(Position identification records)
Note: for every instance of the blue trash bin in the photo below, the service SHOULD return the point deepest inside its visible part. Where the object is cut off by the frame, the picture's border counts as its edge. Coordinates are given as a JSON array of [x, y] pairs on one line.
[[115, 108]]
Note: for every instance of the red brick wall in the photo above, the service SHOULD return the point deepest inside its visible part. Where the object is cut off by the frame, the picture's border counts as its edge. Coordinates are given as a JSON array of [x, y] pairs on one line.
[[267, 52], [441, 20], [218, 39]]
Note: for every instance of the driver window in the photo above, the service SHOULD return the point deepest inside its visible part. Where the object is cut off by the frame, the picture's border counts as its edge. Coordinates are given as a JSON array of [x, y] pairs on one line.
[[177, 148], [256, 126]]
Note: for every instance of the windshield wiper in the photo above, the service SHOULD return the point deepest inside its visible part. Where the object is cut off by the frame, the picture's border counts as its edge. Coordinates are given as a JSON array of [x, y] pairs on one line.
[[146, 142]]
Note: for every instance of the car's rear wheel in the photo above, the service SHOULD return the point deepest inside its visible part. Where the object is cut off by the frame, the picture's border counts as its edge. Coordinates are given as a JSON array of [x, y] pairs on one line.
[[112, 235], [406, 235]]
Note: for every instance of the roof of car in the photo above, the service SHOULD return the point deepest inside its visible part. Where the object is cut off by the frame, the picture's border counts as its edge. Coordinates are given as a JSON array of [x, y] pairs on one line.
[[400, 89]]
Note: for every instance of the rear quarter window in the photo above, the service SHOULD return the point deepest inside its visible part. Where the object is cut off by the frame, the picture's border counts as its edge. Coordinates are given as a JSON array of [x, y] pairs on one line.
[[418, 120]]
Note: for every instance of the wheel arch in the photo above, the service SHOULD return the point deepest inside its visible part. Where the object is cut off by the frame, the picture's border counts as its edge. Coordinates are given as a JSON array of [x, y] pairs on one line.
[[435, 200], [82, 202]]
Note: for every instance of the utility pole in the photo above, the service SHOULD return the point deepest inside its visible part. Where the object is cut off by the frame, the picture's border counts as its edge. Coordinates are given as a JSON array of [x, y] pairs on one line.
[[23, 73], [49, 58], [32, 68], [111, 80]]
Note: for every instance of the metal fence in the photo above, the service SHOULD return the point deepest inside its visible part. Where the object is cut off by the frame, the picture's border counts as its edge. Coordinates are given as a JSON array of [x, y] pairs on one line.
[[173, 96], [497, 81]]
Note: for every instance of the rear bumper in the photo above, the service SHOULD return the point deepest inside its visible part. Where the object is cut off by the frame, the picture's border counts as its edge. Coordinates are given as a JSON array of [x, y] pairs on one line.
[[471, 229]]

→ The task
Output all of the data again. Match it exactly.

→ Answer below
Note: for every instance of the blue trash bin in the photo below, the service SHOULD return the point deepest inside its visible part. Where the object is cut off by the frame, the picture's border counts as its edge. Coordinates are given as a JSON array of [x, y] pairs on one line.
[[115, 108]]
Note: for every instance of the red brick wall in the photo above, the service SHOULD return the point deepest inside its visible part. Where the object is cut off by the frame, the picture's border counts as its edge. Coordinates are given as a JSON array of [x, y] pairs on one line.
[[267, 52], [441, 20], [218, 39]]
Note: for every instance of the driver window in the photo above, the service SHOULD return the point deepest inside its visible part. Where the object is cut off by the frame, the picture's border counts as its edge. Coordinates are given as a JSON array of [x, y] pairs on one line.
[[177, 148], [256, 126]]
Note: for every instance of the windshield wiper in the photo above, the service SHOULD return the point deepest inside its visible part. Where the object is cut off by the frame, the picture's border counts as its edge. Coordinates are given as a JSON array of [x, y] pairs on one line.
[[146, 142]]
Note: for every instance of the car's rear wheel in the photo above, the service SHOULD return the point deepest inside its visible part. Where the object is cut off by the frame, the picture's border counts as its edge. Coordinates are given as a JSON array of [x, y] pairs on one line.
[[112, 235], [406, 235]]
Note: for every instance of the roof of car in the photo above, the service SHOULD return the point deepest inside its visible part. Where the object is cut off by the frame, the picture's border counts as its edge. Coordinates are given as a JSON array of [x, y] pairs on one line.
[[400, 89]]
Note: for every instance of the rear quarter window in the photo above, the service SHOULD return the point deepest inside its visible part. Where the object is cut off by the frame, the picture's border counts as its edge. Coordinates are given as a JSON array of [x, y] pairs on one line.
[[418, 120]]
Note: for every instance of the wheel arch in the photo above, the service SHOULD return the point deepest inside its visible part. Where the object is cut off by the frame, the picture's border counts as its edge. Coordinates are given as a JSON array of [x, y] pairs on one line.
[[435, 200], [82, 202]]
Note: for every instance of the utility pole in the photo above, the service SHOULD return the point deepest inside its visible part. Where the object is cut off by the frame, the picture's border counts as its edge. Coordinates are given as a JSON array of [x, y] pairs on one line.
[[23, 73], [49, 58], [32, 68], [111, 80]]
Note: for every instance of the metal fence in the photo above, the service SHOULD return the point deepest inside its visible part. Where the object is cut off by the frame, the picture's border counts as its edge. Coordinates are given as a JSON array of [x, y] pairs on one line.
[[173, 96], [497, 81]]
Note: for every instance of the rear bumper in the photo above, the service SHOULD return the point deepest inside its visible part. Where the object is cut off by the frame, the picture's border counts as its edge. Coordinates are given as a JSON array of [x, y] pairs on one line.
[[471, 229]]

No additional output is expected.